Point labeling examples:

━━━━━━━━━━━━━━━━━━━━

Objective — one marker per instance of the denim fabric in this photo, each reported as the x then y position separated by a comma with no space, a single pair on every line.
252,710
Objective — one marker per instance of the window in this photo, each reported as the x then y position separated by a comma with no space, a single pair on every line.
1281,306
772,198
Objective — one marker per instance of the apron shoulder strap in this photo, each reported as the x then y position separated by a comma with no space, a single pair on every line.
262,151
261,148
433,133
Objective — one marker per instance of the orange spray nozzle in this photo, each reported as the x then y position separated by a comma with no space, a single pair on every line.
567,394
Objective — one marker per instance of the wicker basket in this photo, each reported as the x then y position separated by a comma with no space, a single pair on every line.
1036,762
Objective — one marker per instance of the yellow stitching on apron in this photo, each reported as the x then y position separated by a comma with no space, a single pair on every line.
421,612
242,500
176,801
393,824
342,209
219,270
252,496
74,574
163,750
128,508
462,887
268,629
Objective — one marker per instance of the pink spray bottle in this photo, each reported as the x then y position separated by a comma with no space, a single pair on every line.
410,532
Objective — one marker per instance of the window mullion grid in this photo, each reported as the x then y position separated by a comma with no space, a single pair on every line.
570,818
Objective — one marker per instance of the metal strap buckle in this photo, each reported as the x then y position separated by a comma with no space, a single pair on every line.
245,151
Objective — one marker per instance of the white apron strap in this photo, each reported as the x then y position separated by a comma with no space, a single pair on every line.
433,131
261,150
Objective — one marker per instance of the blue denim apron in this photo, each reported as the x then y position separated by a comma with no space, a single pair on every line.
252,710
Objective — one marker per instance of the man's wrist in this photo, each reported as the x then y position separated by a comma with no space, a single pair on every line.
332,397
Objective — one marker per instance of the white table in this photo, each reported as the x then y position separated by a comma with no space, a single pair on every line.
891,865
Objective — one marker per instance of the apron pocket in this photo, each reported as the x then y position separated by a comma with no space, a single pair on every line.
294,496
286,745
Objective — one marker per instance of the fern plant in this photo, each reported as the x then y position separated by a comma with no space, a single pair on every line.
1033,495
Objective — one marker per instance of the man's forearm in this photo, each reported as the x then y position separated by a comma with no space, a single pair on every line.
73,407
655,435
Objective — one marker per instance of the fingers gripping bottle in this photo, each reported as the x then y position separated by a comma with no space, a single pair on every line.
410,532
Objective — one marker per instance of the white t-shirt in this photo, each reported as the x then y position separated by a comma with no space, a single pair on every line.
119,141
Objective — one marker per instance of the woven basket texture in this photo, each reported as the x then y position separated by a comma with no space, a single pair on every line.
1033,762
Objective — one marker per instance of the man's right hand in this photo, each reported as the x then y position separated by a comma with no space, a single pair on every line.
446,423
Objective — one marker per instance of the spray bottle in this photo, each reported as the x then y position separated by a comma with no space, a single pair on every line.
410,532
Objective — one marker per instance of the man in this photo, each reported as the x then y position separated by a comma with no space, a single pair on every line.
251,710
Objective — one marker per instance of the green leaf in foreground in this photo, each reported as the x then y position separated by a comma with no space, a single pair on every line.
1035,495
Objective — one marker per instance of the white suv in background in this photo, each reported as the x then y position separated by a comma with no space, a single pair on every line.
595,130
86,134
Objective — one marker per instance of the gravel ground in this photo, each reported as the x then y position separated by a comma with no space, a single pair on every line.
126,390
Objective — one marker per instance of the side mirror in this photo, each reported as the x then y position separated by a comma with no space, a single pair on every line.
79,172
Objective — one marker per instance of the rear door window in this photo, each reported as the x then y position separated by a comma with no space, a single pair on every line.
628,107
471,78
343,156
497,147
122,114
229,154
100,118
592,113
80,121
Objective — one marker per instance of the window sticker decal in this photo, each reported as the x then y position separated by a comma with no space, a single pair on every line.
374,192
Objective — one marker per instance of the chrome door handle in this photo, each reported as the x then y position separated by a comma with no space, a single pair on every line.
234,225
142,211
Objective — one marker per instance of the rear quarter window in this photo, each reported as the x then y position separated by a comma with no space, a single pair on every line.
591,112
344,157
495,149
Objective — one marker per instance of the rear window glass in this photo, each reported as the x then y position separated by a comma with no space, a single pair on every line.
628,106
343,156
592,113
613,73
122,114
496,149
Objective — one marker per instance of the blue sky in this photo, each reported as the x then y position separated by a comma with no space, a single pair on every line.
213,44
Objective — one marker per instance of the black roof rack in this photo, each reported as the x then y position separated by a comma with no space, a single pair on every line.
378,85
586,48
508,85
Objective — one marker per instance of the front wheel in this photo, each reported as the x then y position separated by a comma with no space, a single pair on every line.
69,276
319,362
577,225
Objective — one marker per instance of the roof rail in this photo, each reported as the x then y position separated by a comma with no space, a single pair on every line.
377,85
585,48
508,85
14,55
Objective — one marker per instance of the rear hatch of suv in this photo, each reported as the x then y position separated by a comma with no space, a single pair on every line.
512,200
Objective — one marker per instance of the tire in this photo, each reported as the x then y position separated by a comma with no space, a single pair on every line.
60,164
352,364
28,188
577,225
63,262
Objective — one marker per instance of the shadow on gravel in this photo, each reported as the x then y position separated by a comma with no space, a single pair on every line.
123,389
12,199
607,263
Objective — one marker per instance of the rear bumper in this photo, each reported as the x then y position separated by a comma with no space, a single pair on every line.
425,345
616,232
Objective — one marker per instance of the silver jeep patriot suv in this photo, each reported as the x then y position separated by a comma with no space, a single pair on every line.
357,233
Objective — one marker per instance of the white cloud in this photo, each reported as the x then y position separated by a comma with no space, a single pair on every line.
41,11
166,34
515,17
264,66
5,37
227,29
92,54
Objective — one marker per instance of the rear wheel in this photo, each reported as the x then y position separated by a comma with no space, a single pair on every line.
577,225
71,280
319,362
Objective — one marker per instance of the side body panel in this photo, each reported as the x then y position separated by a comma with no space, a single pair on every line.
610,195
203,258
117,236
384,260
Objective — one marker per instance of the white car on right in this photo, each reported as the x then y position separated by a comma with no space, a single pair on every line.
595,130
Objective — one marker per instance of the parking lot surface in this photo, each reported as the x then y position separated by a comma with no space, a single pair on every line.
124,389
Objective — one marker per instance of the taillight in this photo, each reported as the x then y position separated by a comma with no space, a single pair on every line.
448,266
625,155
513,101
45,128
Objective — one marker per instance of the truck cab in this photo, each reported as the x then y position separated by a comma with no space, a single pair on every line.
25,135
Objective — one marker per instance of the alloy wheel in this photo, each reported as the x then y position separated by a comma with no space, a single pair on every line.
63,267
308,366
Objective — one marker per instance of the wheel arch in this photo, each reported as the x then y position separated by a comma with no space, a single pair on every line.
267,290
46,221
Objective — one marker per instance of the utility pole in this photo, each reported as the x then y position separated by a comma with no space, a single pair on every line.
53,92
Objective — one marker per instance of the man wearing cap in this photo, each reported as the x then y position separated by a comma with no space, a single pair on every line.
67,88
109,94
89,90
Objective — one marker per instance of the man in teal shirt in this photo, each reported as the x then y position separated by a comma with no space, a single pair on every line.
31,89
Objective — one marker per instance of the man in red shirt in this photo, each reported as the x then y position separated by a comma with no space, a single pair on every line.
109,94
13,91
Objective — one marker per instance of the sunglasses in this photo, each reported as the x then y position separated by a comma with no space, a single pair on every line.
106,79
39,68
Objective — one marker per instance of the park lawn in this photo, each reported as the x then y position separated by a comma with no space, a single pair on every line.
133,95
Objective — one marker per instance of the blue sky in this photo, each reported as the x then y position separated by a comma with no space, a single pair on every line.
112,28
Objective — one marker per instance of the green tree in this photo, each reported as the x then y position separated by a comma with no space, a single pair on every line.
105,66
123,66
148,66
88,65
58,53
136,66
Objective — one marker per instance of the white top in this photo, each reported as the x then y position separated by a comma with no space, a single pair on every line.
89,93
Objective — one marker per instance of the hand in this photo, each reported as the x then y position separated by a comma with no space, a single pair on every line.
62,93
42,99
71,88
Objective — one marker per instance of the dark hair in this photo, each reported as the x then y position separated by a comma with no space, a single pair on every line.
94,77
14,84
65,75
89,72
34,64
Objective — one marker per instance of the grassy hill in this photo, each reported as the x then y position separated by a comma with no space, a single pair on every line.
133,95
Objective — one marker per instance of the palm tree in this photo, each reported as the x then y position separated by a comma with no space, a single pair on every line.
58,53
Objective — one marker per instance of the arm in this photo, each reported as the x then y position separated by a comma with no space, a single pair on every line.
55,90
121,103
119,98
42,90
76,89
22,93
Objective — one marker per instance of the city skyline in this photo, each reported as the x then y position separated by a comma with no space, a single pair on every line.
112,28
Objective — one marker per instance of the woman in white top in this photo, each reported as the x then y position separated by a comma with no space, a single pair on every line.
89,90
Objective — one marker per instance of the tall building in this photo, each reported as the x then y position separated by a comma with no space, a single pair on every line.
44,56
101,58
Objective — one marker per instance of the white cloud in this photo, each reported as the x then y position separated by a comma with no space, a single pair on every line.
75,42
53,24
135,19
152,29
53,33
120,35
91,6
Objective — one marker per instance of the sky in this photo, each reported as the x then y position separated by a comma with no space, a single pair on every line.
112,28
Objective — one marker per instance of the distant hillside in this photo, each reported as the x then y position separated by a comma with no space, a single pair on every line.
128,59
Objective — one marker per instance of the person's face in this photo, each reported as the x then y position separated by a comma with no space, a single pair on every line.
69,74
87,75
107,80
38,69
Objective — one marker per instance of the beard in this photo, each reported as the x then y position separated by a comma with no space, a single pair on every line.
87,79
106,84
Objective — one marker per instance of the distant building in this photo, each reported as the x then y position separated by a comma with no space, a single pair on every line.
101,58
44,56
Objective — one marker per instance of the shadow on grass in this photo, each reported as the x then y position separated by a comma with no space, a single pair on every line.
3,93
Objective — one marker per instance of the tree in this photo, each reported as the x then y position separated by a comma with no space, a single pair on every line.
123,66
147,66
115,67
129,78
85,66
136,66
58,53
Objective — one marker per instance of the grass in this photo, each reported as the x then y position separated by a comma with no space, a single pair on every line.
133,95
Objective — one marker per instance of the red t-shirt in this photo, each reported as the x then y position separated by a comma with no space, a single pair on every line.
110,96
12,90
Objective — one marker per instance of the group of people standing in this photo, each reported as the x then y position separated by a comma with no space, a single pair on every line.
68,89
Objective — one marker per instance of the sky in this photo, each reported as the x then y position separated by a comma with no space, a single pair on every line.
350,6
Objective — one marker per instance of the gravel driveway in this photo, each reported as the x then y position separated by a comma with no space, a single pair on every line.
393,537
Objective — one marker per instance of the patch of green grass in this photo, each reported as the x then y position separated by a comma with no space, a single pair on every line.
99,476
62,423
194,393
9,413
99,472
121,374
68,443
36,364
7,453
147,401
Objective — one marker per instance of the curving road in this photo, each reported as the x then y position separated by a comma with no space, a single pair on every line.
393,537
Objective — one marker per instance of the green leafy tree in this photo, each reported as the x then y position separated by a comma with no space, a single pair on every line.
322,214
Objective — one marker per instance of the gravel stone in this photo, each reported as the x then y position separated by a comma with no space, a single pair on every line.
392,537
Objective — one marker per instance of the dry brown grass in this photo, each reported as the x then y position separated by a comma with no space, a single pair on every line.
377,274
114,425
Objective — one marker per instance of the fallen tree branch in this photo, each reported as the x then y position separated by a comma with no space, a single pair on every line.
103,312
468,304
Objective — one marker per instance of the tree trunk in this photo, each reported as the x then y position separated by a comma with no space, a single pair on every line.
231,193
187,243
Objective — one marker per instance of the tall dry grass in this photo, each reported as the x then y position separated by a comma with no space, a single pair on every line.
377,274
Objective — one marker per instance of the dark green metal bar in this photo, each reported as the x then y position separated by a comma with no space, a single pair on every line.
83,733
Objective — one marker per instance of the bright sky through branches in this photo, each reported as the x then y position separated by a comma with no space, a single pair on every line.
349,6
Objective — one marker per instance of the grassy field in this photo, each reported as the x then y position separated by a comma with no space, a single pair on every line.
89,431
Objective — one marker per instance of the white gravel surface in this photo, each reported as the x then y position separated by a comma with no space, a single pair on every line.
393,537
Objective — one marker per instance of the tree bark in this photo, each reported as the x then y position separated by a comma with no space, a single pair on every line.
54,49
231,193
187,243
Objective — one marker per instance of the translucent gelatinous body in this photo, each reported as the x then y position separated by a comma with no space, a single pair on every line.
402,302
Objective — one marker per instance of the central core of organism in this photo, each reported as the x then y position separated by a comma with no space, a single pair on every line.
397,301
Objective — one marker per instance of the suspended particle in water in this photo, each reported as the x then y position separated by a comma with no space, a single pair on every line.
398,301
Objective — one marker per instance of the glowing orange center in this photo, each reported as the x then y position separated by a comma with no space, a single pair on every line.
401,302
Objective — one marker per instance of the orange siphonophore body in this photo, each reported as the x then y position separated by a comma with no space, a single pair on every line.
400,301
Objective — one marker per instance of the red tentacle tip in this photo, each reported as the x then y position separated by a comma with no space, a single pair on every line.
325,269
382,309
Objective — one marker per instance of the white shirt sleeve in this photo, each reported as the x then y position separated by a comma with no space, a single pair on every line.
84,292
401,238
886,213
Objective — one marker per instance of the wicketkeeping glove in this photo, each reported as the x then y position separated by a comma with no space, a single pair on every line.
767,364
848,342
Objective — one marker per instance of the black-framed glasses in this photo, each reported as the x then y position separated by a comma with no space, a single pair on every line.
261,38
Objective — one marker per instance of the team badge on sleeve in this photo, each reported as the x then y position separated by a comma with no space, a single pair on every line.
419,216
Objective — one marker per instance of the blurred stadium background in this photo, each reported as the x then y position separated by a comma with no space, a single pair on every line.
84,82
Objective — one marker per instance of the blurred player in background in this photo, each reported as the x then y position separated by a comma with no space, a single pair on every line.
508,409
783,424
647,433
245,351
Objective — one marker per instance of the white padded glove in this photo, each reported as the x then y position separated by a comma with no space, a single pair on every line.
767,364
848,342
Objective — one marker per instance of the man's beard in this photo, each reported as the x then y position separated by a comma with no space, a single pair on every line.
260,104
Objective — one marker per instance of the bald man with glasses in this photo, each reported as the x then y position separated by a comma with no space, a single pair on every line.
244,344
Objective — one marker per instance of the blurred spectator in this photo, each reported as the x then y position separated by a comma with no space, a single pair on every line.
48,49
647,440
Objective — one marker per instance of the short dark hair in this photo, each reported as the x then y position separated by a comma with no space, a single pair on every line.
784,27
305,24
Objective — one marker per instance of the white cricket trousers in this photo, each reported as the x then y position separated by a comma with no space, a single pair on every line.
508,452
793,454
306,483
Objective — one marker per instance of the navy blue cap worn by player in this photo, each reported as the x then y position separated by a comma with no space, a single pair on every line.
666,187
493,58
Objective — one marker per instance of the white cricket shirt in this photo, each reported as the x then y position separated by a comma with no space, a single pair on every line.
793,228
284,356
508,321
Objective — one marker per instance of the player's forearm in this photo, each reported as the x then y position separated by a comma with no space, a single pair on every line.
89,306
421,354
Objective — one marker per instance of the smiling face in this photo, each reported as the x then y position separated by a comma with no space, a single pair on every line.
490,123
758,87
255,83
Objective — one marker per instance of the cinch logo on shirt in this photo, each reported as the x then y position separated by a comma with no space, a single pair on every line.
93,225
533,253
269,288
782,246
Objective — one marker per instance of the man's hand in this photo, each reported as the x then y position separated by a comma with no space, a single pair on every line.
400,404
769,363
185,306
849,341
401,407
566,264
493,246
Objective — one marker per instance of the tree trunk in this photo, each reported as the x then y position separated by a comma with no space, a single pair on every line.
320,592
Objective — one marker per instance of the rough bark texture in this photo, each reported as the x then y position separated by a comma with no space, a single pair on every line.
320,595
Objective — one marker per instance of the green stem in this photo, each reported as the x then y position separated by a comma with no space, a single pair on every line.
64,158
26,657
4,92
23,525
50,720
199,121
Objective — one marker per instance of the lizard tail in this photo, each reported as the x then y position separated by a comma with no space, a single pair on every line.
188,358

━━━━━━━━━━━━━━━━━━━━

Output the rows as a two-column CSV with the headers "prompt" and "points", starting with the line that contains "Objective — one marker per instance of the rough" and going on through the end of the rows. Give one line per row, with each field in double quotes and any line breaks replaced by spaces.

* **Answer for the task**:
prompt,points
"Objective — one marker per instance of the rough bark texture in this photo, each reported as the x then y position separated by a comma with no space, a single pair on every line.","320,595"
"Objective — one marker per instance of the green stem in this photo, each reported as the x then y position separated by a comma with no space, a single pair on every line.","64,158 26,657 4,92 23,525 50,720 199,121"
"Objective — one marker per instance of the lizard tail in this photo, each reported as the x then y position separated by a comma with no space, a single pair on every line.","188,358"